Dataset entries
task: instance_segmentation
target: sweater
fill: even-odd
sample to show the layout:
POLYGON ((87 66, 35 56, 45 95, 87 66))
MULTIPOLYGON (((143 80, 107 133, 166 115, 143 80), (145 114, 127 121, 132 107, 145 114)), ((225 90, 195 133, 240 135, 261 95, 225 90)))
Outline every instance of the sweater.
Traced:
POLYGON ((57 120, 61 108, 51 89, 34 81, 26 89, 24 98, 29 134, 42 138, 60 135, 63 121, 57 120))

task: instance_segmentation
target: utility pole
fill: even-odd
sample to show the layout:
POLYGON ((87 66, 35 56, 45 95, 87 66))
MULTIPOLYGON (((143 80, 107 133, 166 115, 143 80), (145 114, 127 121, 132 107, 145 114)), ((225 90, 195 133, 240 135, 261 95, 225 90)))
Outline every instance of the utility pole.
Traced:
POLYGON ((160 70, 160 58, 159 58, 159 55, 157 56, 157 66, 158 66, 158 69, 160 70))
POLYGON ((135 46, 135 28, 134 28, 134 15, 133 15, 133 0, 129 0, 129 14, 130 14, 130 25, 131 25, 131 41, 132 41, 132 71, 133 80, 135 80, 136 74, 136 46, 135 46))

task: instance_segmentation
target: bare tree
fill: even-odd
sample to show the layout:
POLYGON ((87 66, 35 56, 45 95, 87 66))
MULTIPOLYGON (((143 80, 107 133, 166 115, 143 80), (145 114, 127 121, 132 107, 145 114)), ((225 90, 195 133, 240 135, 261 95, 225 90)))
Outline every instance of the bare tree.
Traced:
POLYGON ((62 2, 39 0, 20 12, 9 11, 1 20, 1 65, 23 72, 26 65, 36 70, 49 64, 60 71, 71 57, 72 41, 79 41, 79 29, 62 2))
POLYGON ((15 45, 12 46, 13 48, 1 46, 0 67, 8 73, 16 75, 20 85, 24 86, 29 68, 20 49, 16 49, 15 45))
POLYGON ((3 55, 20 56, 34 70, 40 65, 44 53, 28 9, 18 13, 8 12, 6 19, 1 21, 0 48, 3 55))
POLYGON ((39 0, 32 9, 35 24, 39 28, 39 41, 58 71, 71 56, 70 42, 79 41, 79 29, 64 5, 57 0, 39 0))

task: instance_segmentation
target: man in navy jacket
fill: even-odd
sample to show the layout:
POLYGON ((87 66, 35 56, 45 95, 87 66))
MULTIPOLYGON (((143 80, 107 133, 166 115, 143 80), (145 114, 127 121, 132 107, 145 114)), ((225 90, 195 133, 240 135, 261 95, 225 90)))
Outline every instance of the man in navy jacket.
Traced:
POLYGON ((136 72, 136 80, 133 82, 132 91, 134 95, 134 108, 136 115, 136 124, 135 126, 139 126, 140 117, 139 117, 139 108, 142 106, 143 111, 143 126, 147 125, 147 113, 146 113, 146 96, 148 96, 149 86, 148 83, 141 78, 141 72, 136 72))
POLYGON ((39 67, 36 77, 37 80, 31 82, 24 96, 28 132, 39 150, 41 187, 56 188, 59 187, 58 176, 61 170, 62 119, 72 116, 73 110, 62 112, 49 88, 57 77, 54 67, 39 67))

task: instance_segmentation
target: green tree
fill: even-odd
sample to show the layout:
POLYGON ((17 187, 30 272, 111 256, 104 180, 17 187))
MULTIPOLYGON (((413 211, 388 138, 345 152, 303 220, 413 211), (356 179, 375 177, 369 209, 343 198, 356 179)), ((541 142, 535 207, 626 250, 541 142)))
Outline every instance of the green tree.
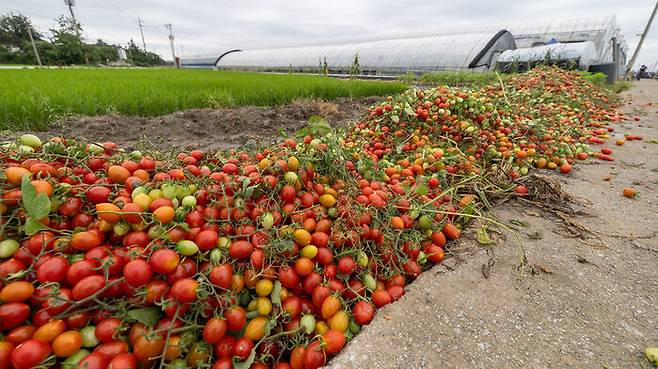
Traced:
POLYGON ((86 44, 85 50, 89 63, 105 64, 119 60, 118 46, 110 45, 105 41, 98 39, 95 44, 86 44))
POLYGON ((0 15, 0 45, 5 48, 21 47, 24 42, 30 40, 28 29, 32 31, 32 37, 36 41, 43 37, 34 28, 30 19, 20 14, 0 15))
POLYGON ((160 57, 160 55, 140 49, 137 47, 133 39, 130 39, 126 52, 128 55, 130 55, 130 57, 132 57, 132 63, 135 65, 148 67, 152 65, 165 64, 165 61, 160 57))
POLYGON ((72 19, 60 16, 57 18, 58 28, 51 29, 53 43, 56 48, 56 64, 84 64, 85 49, 78 34, 82 32, 79 23, 72 19))

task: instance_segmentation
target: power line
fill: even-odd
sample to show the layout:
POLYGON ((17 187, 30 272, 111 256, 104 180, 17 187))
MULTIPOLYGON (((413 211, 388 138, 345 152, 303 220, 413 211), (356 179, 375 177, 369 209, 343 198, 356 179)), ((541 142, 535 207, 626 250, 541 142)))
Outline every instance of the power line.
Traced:
POLYGON ((49 20, 56 19, 56 18, 53 18, 52 16, 49 16, 49 15, 35 13, 35 12, 31 11, 31 10, 30 10, 30 11, 23 10, 23 9, 20 9, 20 8, 18 8, 18 7, 16 7, 16 6, 5 5, 5 4, 0 3, 0 7, 3 7, 3 8, 5 8, 5 9, 8 9, 10 12, 15 12, 15 13, 18 13, 18 14, 29 15, 29 16, 32 16, 32 17, 38 17, 38 18, 49 19, 49 20))
POLYGON ((103 0, 103 2, 104 2, 105 4, 107 4, 107 5, 109 5, 111 8, 113 8, 115 11, 117 11, 117 12, 119 12, 119 13, 123 13, 123 14, 128 14, 128 15, 130 15, 130 13, 128 13, 125 9, 121 8, 120 6, 118 6, 118 5, 116 5, 116 4, 113 4, 113 3, 110 2, 109 0, 103 0))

(Problem to work on) Copy each entry exactly as written, and drop the pictures from the copy.

(Response)
task: instance_segmentation
target: sweater
fill: even-odd
sample to show the layout:
POLYGON ((87 66, 35 56, 45 95, 87 66))
MULTIPOLYGON (((143 80, 107 133, 166 115, 143 80), (145 114, 127 121, 132 107, 145 114)), ((225 90, 195 133, 240 135, 261 95, 225 90)))
Outline every instance of the sweater.
Traced:
POLYGON ((57 120, 61 108, 51 89, 34 81, 26 89, 24 98, 29 134, 42 138, 60 135, 63 121, 57 120))

task: instance_segmentation
target: utility pole
fill: even-odd
sample to show the layout:
POLYGON ((87 66, 35 56, 45 95, 87 66))
MULTIPOLYGON (((143 80, 107 133, 166 115, 143 80), (145 114, 127 121, 132 107, 145 114)), ((225 90, 195 133, 240 135, 261 95, 225 90)))
Outline every instance of the utility pole.
Traced:
POLYGON ((160 70, 160 58, 159 58, 159 55, 157 56, 157 66, 158 66, 158 69, 160 70))
POLYGON ((135 46, 135 28, 134 28, 134 15, 133 15, 133 0, 129 0, 129 14, 130 14, 130 25, 131 25, 131 41, 132 41, 132 71, 133 80, 135 80, 136 74, 136 46, 135 46))

task: instance_segmentation
target: bare tree
fill: even-odd
sample to show the layout:
POLYGON ((87 66, 35 56, 45 95, 87 66))
MULTIPOLYGON (((143 80, 107 133, 166 115, 143 80), (145 114, 127 121, 132 107, 145 114)), ((225 90, 195 133, 240 135, 261 95, 225 90)))
Outline every instance of the bare tree.
Traced:
POLYGON ((62 2, 39 0, 20 12, 9 11, 1 20, 1 65, 23 72, 26 65, 36 70, 49 64, 60 71, 71 57, 72 41, 79 41, 79 29, 62 2))
POLYGON ((15 45, 12 46, 13 48, 1 46, 0 67, 8 73, 16 75, 20 85, 24 86, 29 68, 20 49, 16 49, 15 45))
POLYGON ((3 55, 20 56, 34 70, 40 65, 44 53, 28 9, 18 13, 8 12, 6 19, 1 21, 0 48, 3 55))
POLYGON ((39 0, 32 9, 35 24, 39 28, 39 41, 58 71, 71 56, 70 42, 79 41, 79 29, 64 5, 57 0, 39 0))

task: instance_segmentation
target: man in navy jacket
fill: even-odd
sample to show the layout:
POLYGON ((87 66, 35 56, 45 95, 87 66))
MULTIPOLYGON (((143 80, 107 133, 166 115, 143 80), (145 114, 127 121, 132 107, 145 114)), ((225 90, 195 133, 240 135, 261 95, 225 90)))
Outline every instance of the man in navy jacket.
Traced:
POLYGON ((136 72, 136 80, 133 82, 132 91, 134 95, 134 108, 136 115, 136 124, 135 126, 139 126, 140 117, 139 117, 139 108, 142 106, 143 111, 143 126, 147 125, 147 113, 146 113, 146 96, 148 96, 149 86, 148 83, 141 78, 141 72, 136 72))
POLYGON ((39 67, 36 77, 37 80, 31 82, 24 96, 28 132, 39 150, 41 187, 56 188, 59 187, 58 176, 61 170, 62 119, 72 116, 73 110, 62 112, 49 88, 57 77, 54 67, 39 67))

task: instance_segmentation
target: green tree
fill: even-odd
sample to show the layout:
POLYGON ((17 187, 30 272, 111 256, 104 180, 17 187))
MULTIPOLYGON (((413 211, 388 138, 345 152, 303 220, 413 211), (356 179, 375 177, 369 209, 343 198, 356 179)), ((541 142, 535 207, 626 250, 541 142)))
Outline every instance of the green tree.
Traced:
POLYGON ((86 44, 85 50, 89 63, 105 64, 119 60, 118 46, 110 45, 105 41, 98 39, 95 44, 86 44))
POLYGON ((0 15, 0 45, 5 48, 21 47, 24 42, 30 40, 28 29, 32 31, 32 37, 36 41, 43 37, 34 28, 30 19, 20 14, 0 15))
POLYGON ((160 57, 160 55, 140 49, 137 47, 133 39, 130 39, 126 52, 128 55, 130 55, 130 57, 132 57, 132 63, 135 65, 148 67, 152 65, 165 64, 165 61, 160 57))
POLYGON ((72 19, 60 16, 57 18, 58 28, 51 29, 53 43, 56 48, 56 64, 84 64, 85 49, 78 34, 82 32, 79 23, 72 19))

task: instance_segmentation
target: power line
fill: even-odd
sample to show the layout:
POLYGON ((17 187, 30 272, 111 256, 104 180, 17 187))
MULTIPOLYGON (((413 211, 388 138, 345 152, 303 220, 413 211), (356 179, 375 177, 369 209, 343 198, 356 179)), ((541 142, 535 207, 626 250, 541 142)))
Outline every instance of the power line.
Traced:
POLYGON ((49 20, 56 19, 56 18, 53 18, 52 16, 49 16, 49 15, 35 13, 35 12, 31 11, 31 10, 30 10, 30 11, 23 10, 23 9, 20 9, 20 8, 18 8, 18 7, 16 7, 16 6, 5 5, 5 4, 0 3, 0 7, 3 7, 3 8, 5 8, 5 9, 8 9, 10 12, 15 12, 15 13, 18 13, 18 14, 29 15, 29 16, 32 16, 32 17, 38 17, 38 18, 49 19, 49 20))
POLYGON ((103 0, 103 2, 104 2, 105 4, 107 4, 107 5, 109 5, 111 8, 113 8, 115 11, 117 11, 117 12, 119 12, 119 13, 123 13, 123 14, 128 14, 128 15, 130 15, 130 13, 128 13, 125 9, 121 8, 120 6, 118 6, 118 5, 116 5, 116 4, 113 4, 113 3, 110 2, 109 0, 103 0))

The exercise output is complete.